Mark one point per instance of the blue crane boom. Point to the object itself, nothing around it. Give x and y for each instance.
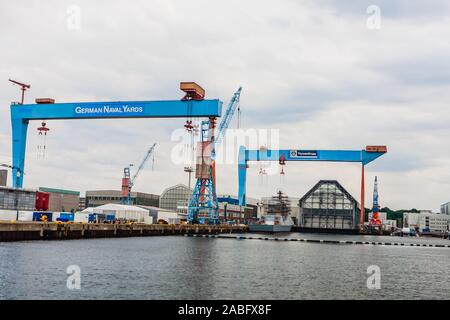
(360, 156)
(127, 183)
(226, 119)
(203, 206)
(22, 114)
(144, 161)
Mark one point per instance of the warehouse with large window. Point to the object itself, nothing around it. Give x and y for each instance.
(176, 198)
(328, 206)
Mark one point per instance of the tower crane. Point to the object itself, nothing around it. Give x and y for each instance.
(18, 172)
(375, 222)
(203, 206)
(23, 88)
(127, 182)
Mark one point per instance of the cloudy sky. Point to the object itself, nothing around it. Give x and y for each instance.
(327, 75)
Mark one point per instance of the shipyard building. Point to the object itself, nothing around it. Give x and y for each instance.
(175, 198)
(17, 199)
(62, 200)
(97, 198)
(328, 206)
(445, 208)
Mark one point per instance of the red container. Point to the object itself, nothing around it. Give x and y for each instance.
(42, 201)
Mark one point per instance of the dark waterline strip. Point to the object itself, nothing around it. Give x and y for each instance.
(322, 241)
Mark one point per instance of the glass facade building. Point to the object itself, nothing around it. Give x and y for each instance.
(176, 198)
(328, 206)
(445, 208)
(20, 199)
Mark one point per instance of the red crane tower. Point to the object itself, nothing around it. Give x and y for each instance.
(23, 87)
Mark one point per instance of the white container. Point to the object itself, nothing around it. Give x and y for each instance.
(25, 215)
(8, 215)
(81, 217)
(55, 216)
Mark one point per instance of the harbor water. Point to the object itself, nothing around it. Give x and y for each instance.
(177, 267)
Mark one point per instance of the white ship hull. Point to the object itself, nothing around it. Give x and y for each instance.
(269, 228)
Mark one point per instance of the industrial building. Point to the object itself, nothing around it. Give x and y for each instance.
(62, 200)
(292, 203)
(426, 221)
(97, 198)
(17, 199)
(121, 212)
(82, 204)
(328, 206)
(175, 198)
(445, 208)
(3, 177)
(230, 210)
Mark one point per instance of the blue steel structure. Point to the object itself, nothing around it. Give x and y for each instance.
(127, 182)
(203, 205)
(360, 156)
(22, 114)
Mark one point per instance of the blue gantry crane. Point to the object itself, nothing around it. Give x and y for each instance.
(46, 109)
(127, 182)
(203, 207)
(360, 156)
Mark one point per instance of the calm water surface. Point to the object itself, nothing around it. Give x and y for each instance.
(199, 268)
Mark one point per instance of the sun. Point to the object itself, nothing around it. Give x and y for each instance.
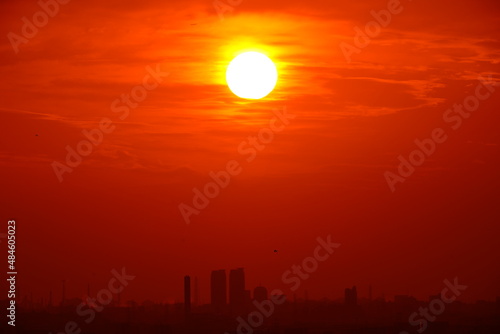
(251, 75)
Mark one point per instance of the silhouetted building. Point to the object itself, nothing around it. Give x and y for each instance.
(351, 296)
(237, 289)
(187, 295)
(260, 293)
(218, 287)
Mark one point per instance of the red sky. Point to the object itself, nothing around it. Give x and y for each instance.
(323, 174)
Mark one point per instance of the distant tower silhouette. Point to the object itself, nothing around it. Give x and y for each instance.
(237, 289)
(63, 299)
(260, 293)
(351, 296)
(187, 295)
(196, 292)
(218, 290)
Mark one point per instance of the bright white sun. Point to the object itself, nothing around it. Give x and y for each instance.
(251, 75)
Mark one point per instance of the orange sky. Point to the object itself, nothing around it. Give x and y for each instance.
(323, 174)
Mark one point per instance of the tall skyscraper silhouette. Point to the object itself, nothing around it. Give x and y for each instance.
(187, 295)
(218, 288)
(351, 296)
(237, 289)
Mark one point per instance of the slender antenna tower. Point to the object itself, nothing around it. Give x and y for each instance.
(63, 300)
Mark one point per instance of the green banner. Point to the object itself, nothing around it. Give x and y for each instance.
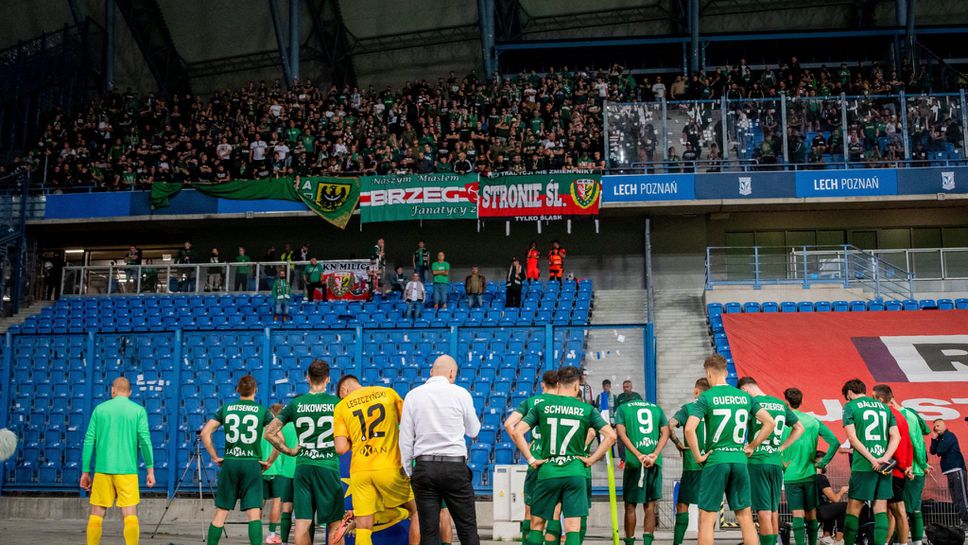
(418, 197)
(333, 199)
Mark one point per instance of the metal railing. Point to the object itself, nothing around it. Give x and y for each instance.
(730, 134)
(171, 277)
(929, 263)
(807, 266)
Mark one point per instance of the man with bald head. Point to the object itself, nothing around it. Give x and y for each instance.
(118, 429)
(436, 417)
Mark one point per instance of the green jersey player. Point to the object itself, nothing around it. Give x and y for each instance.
(766, 462)
(799, 476)
(241, 477)
(872, 432)
(563, 422)
(317, 489)
(549, 383)
(277, 481)
(726, 413)
(642, 427)
(691, 477)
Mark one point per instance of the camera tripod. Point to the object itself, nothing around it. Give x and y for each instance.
(194, 464)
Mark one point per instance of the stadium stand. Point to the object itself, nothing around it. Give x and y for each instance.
(184, 353)
(518, 123)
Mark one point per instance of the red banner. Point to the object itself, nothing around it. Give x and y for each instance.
(530, 197)
(922, 355)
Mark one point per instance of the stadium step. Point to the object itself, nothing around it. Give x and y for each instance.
(619, 307)
(19, 318)
(682, 342)
(616, 354)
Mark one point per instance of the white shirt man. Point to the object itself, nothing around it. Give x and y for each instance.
(658, 88)
(436, 417)
(224, 151)
(258, 148)
(282, 149)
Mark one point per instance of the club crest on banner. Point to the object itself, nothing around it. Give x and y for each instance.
(948, 180)
(331, 194)
(585, 192)
(745, 185)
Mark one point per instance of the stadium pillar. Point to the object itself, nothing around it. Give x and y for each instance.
(110, 18)
(280, 43)
(485, 20)
(694, 35)
(785, 129)
(294, 40)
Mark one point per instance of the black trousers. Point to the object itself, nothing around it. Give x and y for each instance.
(832, 514)
(450, 482)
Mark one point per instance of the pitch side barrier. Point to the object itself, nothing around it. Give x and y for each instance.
(688, 186)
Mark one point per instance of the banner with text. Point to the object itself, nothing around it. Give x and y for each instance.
(346, 279)
(865, 182)
(649, 187)
(920, 354)
(418, 197)
(531, 197)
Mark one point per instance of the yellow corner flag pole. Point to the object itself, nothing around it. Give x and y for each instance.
(612, 502)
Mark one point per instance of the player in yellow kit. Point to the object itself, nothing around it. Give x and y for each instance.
(366, 422)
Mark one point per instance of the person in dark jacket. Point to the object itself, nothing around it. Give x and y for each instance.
(944, 445)
(513, 282)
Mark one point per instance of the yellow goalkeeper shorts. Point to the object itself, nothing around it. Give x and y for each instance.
(107, 488)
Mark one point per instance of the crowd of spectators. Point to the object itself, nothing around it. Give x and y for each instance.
(752, 127)
(283, 273)
(521, 123)
(524, 123)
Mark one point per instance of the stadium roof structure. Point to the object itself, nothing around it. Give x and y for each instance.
(179, 45)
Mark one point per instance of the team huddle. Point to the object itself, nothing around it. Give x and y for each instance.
(739, 443)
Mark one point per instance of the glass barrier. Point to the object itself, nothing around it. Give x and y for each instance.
(872, 131)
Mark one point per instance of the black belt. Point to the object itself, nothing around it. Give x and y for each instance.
(434, 458)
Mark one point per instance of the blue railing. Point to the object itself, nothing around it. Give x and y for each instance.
(807, 266)
(894, 130)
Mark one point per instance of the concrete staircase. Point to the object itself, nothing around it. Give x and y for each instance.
(682, 342)
(25, 312)
(618, 353)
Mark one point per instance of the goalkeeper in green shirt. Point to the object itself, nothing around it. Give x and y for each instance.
(118, 429)
(800, 469)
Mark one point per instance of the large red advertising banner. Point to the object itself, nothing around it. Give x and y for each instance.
(922, 355)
..........
Copy the lines word for word, starting at the line with "Mark one point per instance of the blue railing." and continuing through the last line.

Mark one point per instance of the blue railing. Point to the object itself, nothing around it. Give x and y for each instance.
(807, 266)
(894, 130)
Mark one point per instance of the concrete staircase. Point to the object itself, nothing around it. Give x and y for each instance.
(682, 342)
(25, 312)
(618, 353)
Mark one point per instance of the goalkeeper in green shirt. Point to the object itself, nothing around it. Give x and y for each instance.
(118, 429)
(800, 469)
Mark one point per instance of the large red advertising banner. Point to the object itself, nothing around it. Give x and y for each instance.
(922, 355)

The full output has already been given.